## Materiali forniti
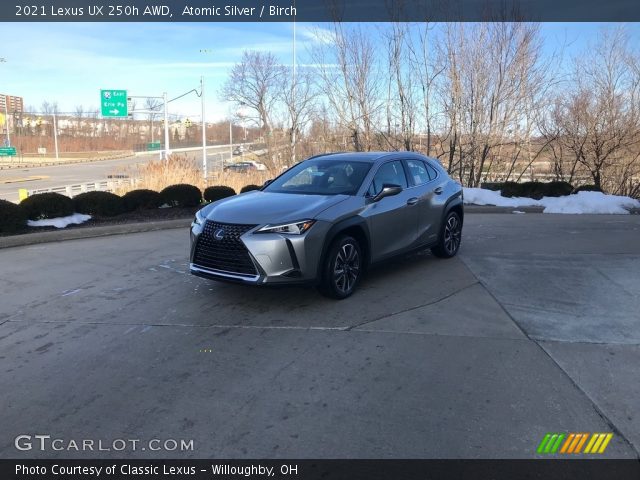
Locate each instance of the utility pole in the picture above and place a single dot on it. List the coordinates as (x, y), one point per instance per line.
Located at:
(204, 131)
(55, 133)
(230, 139)
(6, 119)
(167, 151)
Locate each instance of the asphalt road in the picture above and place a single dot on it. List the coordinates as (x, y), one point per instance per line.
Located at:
(533, 328)
(73, 173)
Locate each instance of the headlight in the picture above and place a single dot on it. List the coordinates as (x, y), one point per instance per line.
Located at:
(296, 228)
(199, 219)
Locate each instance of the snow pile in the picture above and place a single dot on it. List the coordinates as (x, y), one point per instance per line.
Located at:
(480, 196)
(60, 222)
(581, 202)
(589, 202)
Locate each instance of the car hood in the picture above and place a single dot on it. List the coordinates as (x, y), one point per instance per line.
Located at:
(265, 207)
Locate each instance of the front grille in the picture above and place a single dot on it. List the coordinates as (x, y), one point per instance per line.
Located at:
(228, 254)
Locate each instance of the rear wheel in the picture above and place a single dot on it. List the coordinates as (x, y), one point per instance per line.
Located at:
(342, 268)
(450, 236)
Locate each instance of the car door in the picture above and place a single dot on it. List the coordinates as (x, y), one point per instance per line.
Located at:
(393, 221)
(429, 188)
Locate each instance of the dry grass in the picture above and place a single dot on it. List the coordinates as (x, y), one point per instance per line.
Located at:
(158, 174)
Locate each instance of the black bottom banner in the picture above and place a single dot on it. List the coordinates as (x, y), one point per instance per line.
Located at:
(320, 469)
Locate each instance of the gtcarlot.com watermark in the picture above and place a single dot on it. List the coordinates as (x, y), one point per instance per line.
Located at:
(47, 443)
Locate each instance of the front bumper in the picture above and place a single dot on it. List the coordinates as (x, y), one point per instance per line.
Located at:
(276, 258)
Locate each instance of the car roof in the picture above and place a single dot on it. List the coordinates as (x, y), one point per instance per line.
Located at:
(371, 157)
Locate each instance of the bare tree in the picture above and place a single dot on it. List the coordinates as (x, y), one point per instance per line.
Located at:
(402, 97)
(349, 79)
(152, 106)
(298, 96)
(255, 83)
(598, 118)
(492, 77)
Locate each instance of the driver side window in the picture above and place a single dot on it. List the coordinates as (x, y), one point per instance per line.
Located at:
(389, 173)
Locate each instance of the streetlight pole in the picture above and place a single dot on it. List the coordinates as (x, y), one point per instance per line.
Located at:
(6, 119)
(204, 131)
(55, 133)
(230, 139)
(167, 151)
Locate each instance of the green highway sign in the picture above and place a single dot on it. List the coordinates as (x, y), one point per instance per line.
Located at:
(8, 151)
(113, 103)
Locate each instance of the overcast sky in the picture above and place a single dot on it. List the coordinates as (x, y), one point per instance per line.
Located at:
(69, 63)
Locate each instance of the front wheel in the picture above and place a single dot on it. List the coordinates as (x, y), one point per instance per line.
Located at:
(450, 236)
(342, 268)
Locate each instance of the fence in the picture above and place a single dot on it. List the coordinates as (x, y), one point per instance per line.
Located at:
(73, 190)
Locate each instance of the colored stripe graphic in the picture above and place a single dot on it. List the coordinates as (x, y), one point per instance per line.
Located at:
(598, 443)
(573, 443)
(581, 442)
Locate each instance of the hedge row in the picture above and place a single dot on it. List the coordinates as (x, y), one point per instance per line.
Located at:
(14, 217)
(537, 190)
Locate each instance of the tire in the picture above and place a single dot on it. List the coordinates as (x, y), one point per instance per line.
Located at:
(337, 281)
(450, 236)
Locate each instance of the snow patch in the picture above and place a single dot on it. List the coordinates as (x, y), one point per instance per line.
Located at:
(579, 203)
(60, 222)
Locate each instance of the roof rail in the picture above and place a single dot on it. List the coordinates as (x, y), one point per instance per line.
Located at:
(323, 154)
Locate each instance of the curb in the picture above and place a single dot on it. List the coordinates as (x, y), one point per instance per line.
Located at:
(494, 209)
(91, 232)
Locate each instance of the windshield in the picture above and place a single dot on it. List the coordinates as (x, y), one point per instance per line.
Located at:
(322, 177)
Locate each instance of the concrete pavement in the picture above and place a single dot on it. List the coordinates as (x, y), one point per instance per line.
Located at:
(477, 357)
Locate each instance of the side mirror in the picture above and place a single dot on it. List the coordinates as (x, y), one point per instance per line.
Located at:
(388, 190)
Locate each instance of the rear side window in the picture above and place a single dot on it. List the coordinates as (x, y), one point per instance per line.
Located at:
(433, 173)
(389, 173)
(418, 172)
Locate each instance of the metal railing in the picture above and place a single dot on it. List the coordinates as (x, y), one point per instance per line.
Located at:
(75, 189)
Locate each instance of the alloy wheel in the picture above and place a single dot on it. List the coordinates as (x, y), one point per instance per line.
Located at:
(452, 234)
(346, 268)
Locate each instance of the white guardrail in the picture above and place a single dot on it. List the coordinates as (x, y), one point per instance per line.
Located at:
(75, 189)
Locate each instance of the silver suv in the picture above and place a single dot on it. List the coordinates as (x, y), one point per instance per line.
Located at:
(326, 219)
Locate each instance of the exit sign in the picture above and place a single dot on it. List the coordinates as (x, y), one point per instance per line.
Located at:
(113, 103)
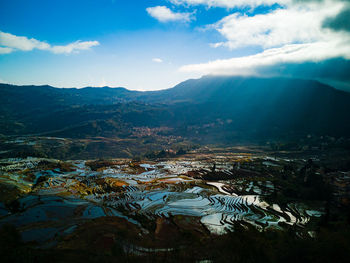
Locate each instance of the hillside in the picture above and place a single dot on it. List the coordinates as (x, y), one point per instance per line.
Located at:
(209, 108)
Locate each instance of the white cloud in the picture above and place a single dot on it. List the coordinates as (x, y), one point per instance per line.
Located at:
(230, 3)
(294, 34)
(74, 47)
(10, 43)
(164, 14)
(5, 50)
(295, 24)
(157, 60)
(293, 53)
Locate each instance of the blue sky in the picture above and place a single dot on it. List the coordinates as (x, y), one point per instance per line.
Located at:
(149, 45)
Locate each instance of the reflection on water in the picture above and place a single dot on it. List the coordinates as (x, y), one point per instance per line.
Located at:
(65, 199)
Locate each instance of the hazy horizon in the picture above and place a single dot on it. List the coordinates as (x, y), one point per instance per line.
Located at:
(152, 45)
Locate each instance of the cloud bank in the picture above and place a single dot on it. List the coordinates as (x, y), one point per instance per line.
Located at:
(295, 33)
(10, 43)
(164, 14)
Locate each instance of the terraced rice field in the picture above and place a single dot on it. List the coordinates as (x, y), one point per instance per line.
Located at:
(53, 202)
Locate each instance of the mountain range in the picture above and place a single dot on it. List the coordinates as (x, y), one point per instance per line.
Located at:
(213, 109)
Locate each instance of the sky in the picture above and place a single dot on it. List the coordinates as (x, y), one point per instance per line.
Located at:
(152, 45)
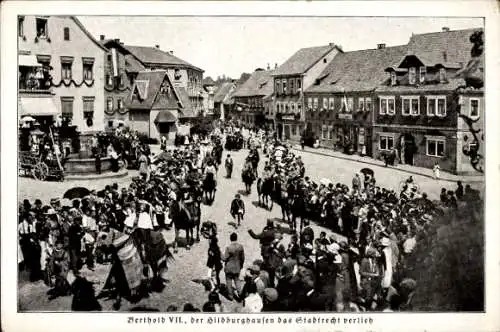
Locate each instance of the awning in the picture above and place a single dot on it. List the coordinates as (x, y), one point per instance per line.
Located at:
(28, 61)
(165, 117)
(37, 106)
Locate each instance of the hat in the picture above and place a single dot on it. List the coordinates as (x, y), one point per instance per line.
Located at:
(254, 268)
(385, 241)
(333, 248)
(270, 294)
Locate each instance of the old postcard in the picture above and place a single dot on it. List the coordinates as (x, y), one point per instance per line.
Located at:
(216, 165)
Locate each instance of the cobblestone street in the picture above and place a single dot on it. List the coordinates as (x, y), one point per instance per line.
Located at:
(190, 264)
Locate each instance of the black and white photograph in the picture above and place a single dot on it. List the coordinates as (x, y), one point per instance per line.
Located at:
(250, 164)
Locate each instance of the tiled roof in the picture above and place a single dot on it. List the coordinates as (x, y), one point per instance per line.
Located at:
(450, 48)
(148, 83)
(362, 70)
(187, 108)
(208, 81)
(303, 59)
(153, 55)
(222, 91)
(132, 65)
(259, 84)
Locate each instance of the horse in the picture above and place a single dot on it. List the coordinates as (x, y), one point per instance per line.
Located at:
(248, 177)
(186, 217)
(209, 187)
(265, 190)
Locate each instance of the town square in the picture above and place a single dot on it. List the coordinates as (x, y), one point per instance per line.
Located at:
(328, 179)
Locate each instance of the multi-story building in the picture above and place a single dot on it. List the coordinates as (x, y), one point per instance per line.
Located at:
(120, 70)
(291, 79)
(223, 100)
(156, 107)
(339, 105)
(249, 97)
(181, 73)
(417, 109)
(61, 72)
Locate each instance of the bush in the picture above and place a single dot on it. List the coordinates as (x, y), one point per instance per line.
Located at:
(448, 262)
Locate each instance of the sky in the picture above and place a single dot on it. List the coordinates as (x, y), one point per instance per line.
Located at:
(233, 45)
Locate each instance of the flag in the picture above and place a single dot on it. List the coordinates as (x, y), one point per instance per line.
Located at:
(344, 104)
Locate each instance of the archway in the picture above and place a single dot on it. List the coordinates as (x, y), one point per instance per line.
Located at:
(407, 149)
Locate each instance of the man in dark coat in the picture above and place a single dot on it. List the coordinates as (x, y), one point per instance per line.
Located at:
(234, 257)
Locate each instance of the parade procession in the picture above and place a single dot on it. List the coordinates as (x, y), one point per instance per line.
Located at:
(169, 191)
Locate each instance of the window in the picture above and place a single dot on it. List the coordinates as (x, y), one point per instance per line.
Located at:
(350, 104)
(88, 107)
(442, 75)
(386, 142)
(411, 105)
(387, 105)
(474, 108)
(368, 104)
(66, 72)
(394, 79)
(67, 107)
(412, 75)
(20, 26)
(41, 28)
(422, 73)
(66, 33)
(88, 69)
(331, 103)
(436, 106)
(361, 104)
(109, 104)
(177, 74)
(435, 147)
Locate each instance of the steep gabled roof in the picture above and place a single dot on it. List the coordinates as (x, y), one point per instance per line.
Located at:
(449, 48)
(362, 70)
(223, 90)
(304, 59)
(153, 55)
(260, 83)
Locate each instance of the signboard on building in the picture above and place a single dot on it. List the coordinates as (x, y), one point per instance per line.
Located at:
(345, 116)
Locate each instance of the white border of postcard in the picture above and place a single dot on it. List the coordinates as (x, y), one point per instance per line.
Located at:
(13, 321)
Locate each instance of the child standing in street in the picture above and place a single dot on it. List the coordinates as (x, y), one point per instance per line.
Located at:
(436, 170)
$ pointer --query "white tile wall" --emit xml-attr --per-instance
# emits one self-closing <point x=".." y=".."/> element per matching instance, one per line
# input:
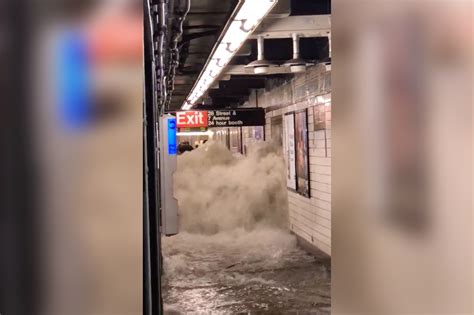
<point x="310" y="218"/>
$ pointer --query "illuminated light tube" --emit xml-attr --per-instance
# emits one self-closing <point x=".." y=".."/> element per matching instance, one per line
<point x="244" y="20"/>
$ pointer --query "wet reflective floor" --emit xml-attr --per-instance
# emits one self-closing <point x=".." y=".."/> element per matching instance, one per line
<point x="262" y="271"/>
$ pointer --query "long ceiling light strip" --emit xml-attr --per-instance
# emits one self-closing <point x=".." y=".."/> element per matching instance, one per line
<point x="243" y="22"/>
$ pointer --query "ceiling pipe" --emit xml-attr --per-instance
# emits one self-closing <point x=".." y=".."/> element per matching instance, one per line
<point x="297" y="64"/>
<point x="260" y="66"/>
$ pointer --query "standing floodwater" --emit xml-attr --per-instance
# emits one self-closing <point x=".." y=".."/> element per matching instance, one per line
<point x="234" y="252"/>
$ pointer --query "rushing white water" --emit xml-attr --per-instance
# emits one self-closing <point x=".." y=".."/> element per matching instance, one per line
<point x="234" y="252"/>
<point x="218" y="191"/>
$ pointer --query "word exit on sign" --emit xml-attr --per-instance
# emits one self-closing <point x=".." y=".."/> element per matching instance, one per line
<point x="191" y="119"/>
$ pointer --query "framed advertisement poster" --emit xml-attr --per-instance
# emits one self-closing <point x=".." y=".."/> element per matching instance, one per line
<point x="290" y="150"/>
<point x="302" y="153"/>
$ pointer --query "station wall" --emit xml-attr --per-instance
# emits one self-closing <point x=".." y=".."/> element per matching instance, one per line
<point x="310" y="218"/>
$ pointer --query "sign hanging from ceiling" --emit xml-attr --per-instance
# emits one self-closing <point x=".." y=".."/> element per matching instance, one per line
<point x="221" y="118"/>
<point x="191" y="119"/>
<point x="237" y="117"/>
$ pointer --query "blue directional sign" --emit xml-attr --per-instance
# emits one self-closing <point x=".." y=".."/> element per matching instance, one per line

## Istruzione
Restituisci tutte le righe riportate sopra in cui compare la stringa "pole".

## Risposta
Locate each instance of the utility pole in the picture above and place a single dot on it. List the coordinates as (x, y), one point per instance per line.
Locate each instance of the streetlight pole in the picture above and place a single dot on it. List the coordinates as (x, y), one point per instance per line.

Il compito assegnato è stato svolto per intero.